WHAT THE EXERCISE ASKS —
Every record, apart from its pictures, should be repeated exactly.

MATERIAL TO PROCESS —
Segment Open

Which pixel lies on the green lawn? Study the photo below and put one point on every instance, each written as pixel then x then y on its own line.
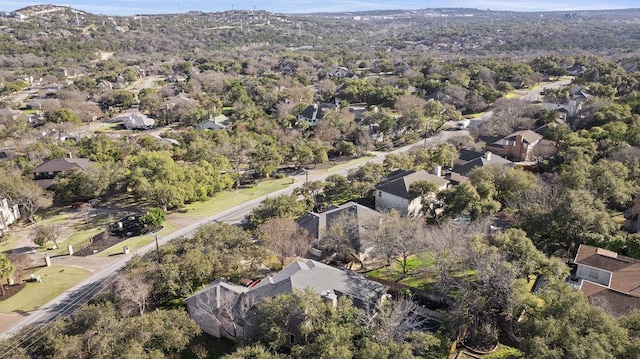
pixel 133 243
pixel 420 268
pixel 342 166
pixel 55 281
pixel 226 200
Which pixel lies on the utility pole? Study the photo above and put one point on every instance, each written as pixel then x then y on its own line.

Segment Closed

RESULT OF THIS EXERCISE —
Which pixel lies on the green lawn? Study the photo below and put one point on every instance, each written as pixel then x then y on its own line.
pixel 133 243
pixel 420 268
pixel 342 166
pixel 55 281
pixel 226 200
Which pixel lies on the utility pole? Study the photo above and put one point on every instance, each written as pixel then x then y on its own line.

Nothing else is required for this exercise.